::: PAGE TEXT :::

Celer: Pantheon - ZKP Development Framework Evaluation Platform
Author: Celer
In the past few months, we have invested a significant amount of time and effort in developing cutting-edge infrastructure built on zk-SNARK succinct proofs. This next-generation innovative platform enables developers to create unprecedented new paradigms of blockchain applications.
During our development work, we tested and utilized various zero-knowledge proof (ZKP) development frameworks. While this journey has been rewarding, we have also realized that the diversity of ZKP frameworks often poses challenges for new developers trying to find the most suitable framework for their specific use cases and performance requirements.
In light of this pain point, we believe there is a need for a community assessment platform that can provide comprehensive performance testing results, which will greatly facilitate the development of these new applications.
To meet this demand, we are launching the Zero-Knowledge Proof Development Framework Evaluation Platform "Pantheon" as a public community initiative. The first step of this initiative will encourage the community to share reproducible performance testing results of various ZKP frameworks. Our ultimate goal is to collaboratively create and maintain a widely recognized testing platform to evaluate low-level circuit development frameworks, advanced zkVMs, compilers, and even hardware acceleration providers.
We hope this initiative will provide developers with more performance comparison references when selecting frameworks, thereby accelerating the adoption of ZKP. At the same time, we aim to promote the upgrade and iteration of ZKP frameworks themselves by providing a set of universally referable performance testing results. We will invest heavily in this plan and invite all like-minded community members to join us in contributing to this work!
First Step: Performance Testing of Circuit Frameworks Using SHA-256
In this article, we take the first step towards building ZKP Pantheon by providing a set of reproducible performance testing results using SHA-256 across a range of low-level circuit development frameworks. While we acknowledge that other granularities of performance testing and primitives may also be viable, we chose SHA-256 because it is applicable to a wide range of ZKP use cases, including blockchain systems, digital signatures, zkDIDs, and more.
It is also worth mentioning that we use SHA-256 in our own systems, so this is convenient for us as well! ?
Our performance testing evaluates the performance of SHA-256 across various zk-SNARK and zk-STARK circuit development frameworks. Through comparison, we strive to provide developers with insights into the efficiency and practicality of each framework. Our goal is for the performance testing results to serve as a reference for developers in selecting the best framework, enabling them to make informed decisions.
Proof Systems
In recent years, we have observed a surge in zero-knowledge proof systems. Keeping up with all the exciting advancements in this field is challenging, and we have carefully selected the following proof systems as test subjects based on maturity and developer adoption. Our goal is to provide a representative sample of different front-end/back-end combinations.
++Circom+++ ++snarkjs++/ ++rapidsnark++: Circom is a popular DSL for writing circuits and generating R1CS constraints, while snarkjs can generate Groth16 or Plonk proofs for Circom. Rapidsnark is also a prover for Circom that generates Groth16 proofs and is generally much faster than snarkjs due to the use of ADX extensions and parallelization of proof generation.

::: EXERCISE DATA :::

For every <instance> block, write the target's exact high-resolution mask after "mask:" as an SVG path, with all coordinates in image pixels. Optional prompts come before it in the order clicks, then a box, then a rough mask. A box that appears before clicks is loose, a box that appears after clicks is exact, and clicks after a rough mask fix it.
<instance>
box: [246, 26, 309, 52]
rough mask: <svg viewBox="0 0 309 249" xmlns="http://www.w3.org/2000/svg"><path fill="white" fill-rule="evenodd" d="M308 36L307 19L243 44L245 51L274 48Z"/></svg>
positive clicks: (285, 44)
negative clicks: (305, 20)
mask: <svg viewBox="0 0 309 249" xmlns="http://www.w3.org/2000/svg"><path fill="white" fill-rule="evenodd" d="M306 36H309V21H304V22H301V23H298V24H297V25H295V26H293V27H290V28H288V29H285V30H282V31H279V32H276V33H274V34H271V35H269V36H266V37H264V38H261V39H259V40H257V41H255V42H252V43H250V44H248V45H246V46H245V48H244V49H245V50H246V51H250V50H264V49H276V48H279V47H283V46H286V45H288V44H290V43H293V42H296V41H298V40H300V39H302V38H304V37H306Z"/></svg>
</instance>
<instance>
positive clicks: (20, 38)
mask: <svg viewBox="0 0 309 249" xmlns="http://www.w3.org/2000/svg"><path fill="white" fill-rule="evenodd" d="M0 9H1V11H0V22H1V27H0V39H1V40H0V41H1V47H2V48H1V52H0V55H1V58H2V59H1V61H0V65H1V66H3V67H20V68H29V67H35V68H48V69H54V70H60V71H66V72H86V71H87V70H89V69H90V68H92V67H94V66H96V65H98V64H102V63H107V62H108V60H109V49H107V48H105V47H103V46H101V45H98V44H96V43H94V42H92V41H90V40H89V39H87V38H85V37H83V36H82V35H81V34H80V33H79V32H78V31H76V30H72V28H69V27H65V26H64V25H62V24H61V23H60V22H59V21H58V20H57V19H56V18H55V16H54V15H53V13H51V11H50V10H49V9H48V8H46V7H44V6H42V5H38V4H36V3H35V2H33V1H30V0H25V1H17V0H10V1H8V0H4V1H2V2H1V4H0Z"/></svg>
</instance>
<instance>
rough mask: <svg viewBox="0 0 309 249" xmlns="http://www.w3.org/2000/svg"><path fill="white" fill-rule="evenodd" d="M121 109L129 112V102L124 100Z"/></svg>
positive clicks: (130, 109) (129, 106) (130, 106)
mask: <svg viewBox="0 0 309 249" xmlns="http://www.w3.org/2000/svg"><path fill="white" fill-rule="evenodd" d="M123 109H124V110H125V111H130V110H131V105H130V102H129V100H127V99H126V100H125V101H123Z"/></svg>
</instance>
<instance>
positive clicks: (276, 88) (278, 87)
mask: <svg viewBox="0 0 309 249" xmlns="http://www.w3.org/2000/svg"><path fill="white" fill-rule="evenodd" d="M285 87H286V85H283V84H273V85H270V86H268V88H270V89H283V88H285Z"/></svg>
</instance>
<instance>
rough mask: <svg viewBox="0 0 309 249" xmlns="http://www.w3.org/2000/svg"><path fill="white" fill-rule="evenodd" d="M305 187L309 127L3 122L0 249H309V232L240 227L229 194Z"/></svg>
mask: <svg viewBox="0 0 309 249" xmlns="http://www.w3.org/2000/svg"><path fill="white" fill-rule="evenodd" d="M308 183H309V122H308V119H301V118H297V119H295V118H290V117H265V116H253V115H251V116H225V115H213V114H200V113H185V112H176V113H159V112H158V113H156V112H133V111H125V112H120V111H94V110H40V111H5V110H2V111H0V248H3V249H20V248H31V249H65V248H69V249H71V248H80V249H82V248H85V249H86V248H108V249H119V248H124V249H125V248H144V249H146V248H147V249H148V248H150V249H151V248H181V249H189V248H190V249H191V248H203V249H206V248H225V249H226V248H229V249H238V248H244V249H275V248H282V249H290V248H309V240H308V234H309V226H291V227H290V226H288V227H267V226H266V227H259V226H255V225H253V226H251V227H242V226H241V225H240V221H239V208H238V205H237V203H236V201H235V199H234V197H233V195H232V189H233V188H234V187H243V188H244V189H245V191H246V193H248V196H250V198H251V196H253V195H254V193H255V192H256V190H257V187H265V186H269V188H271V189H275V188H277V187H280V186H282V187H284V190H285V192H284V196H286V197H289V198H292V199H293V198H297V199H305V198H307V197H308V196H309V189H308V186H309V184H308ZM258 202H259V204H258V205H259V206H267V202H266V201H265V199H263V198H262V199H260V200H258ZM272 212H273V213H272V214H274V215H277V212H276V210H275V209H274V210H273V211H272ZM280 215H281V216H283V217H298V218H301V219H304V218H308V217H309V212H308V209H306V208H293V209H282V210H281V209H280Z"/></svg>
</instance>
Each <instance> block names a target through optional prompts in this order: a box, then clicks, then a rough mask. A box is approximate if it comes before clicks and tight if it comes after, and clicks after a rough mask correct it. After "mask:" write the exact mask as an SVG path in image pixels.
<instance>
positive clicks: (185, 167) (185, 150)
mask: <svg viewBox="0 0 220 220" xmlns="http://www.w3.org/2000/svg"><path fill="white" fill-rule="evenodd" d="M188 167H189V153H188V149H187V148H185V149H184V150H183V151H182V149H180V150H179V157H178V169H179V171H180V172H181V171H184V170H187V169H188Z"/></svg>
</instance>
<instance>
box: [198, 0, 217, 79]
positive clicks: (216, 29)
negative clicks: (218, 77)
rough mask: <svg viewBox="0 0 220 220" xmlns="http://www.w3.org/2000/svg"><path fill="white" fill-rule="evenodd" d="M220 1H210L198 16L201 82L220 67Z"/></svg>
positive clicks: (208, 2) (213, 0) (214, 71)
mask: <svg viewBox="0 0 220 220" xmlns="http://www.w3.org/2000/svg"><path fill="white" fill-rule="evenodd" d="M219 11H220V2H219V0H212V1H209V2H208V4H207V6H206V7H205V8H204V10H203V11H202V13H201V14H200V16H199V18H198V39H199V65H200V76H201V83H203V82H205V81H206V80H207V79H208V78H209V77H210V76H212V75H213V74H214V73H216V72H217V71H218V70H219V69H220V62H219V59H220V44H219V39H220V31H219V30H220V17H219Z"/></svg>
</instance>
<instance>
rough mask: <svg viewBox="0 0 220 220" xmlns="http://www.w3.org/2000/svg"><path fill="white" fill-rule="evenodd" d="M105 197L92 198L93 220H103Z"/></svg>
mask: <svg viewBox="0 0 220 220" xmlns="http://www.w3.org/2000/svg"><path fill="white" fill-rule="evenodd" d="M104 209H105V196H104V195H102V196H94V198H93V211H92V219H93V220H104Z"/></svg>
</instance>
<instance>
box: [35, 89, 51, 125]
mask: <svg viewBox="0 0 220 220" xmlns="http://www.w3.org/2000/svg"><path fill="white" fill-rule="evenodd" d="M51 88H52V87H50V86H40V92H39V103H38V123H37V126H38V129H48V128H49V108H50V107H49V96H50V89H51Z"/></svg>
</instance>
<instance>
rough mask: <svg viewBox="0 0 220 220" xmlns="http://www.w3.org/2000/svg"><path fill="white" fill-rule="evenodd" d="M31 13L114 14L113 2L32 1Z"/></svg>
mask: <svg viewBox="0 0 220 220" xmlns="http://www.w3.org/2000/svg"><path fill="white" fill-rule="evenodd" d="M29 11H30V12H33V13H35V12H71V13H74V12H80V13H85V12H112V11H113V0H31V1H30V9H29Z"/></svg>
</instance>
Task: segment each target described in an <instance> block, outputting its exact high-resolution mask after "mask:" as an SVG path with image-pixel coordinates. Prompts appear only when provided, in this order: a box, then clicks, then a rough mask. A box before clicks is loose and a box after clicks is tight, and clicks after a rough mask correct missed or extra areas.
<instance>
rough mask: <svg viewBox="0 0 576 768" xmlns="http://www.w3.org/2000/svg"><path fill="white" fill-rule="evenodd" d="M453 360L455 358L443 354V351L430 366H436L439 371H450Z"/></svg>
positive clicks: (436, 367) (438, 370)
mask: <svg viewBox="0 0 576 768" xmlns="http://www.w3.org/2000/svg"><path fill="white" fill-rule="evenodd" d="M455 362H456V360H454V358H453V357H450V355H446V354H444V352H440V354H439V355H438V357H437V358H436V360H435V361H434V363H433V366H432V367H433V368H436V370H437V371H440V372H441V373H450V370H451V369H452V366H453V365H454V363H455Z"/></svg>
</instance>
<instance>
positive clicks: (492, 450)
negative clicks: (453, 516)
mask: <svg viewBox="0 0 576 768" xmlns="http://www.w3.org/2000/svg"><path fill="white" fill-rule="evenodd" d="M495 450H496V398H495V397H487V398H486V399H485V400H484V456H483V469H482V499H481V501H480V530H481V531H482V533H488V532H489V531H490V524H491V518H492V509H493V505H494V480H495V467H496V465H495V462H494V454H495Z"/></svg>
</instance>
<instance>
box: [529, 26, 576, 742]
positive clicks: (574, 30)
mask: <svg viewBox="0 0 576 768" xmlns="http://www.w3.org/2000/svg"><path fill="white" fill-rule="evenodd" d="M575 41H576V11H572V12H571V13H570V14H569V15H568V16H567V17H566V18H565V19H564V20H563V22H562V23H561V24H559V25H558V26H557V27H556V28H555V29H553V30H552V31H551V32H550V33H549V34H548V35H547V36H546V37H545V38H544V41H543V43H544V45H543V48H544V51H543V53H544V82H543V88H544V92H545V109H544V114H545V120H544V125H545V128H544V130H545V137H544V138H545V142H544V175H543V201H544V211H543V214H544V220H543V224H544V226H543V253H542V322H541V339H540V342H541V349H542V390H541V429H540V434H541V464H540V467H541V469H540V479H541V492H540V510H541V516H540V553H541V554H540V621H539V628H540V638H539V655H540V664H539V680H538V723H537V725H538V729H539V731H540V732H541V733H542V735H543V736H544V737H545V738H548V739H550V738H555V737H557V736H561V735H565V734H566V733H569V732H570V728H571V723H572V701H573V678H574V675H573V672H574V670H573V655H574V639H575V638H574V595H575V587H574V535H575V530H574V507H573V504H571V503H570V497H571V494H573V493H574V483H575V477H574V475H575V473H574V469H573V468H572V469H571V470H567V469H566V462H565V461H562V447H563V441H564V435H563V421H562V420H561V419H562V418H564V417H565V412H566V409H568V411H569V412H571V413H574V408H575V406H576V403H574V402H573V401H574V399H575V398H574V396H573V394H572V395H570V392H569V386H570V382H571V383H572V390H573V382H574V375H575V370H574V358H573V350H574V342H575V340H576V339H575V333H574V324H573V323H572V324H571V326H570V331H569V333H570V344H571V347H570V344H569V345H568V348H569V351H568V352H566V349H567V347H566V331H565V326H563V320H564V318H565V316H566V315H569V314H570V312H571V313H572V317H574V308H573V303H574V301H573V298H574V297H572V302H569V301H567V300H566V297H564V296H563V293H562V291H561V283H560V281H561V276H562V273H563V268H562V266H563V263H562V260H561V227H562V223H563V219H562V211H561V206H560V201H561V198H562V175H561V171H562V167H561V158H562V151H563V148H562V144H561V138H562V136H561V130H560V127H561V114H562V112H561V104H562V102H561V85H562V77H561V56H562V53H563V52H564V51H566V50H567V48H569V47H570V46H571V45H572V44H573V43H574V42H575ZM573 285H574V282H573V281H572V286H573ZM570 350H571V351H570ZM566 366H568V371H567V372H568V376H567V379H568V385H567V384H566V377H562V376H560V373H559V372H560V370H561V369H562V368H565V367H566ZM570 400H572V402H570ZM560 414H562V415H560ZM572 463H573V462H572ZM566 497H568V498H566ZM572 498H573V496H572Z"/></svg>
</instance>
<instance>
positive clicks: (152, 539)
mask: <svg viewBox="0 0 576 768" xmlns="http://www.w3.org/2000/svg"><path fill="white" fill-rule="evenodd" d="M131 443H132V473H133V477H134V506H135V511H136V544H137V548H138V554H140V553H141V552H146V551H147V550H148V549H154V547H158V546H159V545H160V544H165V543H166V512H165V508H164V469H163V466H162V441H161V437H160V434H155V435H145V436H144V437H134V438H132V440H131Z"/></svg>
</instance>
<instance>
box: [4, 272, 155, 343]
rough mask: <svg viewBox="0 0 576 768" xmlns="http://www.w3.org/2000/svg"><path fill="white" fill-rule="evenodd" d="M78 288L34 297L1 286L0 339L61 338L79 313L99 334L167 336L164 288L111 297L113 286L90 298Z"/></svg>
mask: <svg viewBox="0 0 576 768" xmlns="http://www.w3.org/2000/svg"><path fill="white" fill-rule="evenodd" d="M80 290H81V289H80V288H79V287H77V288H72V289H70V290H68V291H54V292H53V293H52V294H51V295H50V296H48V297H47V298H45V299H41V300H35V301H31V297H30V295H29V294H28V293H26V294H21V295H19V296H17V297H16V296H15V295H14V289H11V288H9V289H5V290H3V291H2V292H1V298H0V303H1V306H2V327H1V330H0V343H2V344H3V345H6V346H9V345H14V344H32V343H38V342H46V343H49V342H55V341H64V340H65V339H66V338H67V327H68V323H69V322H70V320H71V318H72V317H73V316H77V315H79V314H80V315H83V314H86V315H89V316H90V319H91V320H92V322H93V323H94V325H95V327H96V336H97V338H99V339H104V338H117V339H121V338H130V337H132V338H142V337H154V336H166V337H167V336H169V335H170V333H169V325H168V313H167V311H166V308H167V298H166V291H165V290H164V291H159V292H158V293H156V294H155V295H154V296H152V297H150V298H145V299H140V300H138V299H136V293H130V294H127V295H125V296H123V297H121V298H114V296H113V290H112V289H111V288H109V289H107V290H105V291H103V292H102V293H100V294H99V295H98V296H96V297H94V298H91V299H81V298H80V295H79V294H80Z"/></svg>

:::

EXERCISE TASKS
**A)** According to the Pantheon announcement, why did the team choose SHA-256 for its first set of performance tests? Answer in one to three sentences.
**B)** Find every line in the records that contains the word "tight" and copy each of those lines.

TASK RESPONSES
**A)** They chose SHA-256 because it applies to a wide range of ZKP use cases, including blockchain systems, digital signatures, and zkDIDs. They also use SHA-256 in their own systems, which made it convenient for them.

**B)**
Each <instance> block names a target through optional prompts in this order: a box, then clicks, then a rough mask. A box is approximate if it comes before clicks and tight if it comes after, and clicks after a rough mask correct it. After "mask:" write the exact mask as an SVG path in image pixels.
Task: segment each target described in an <instance> block, outputting its exact high-resolution mask after "mask:" as an SVG path with image-pixel coordinates. Prompts appear only when provided, in this order: a box, then clicks, then a rough mask. A box before clicks is loose and a box after clicks is tight, and clicks after a rough mask correct missed or extra areas.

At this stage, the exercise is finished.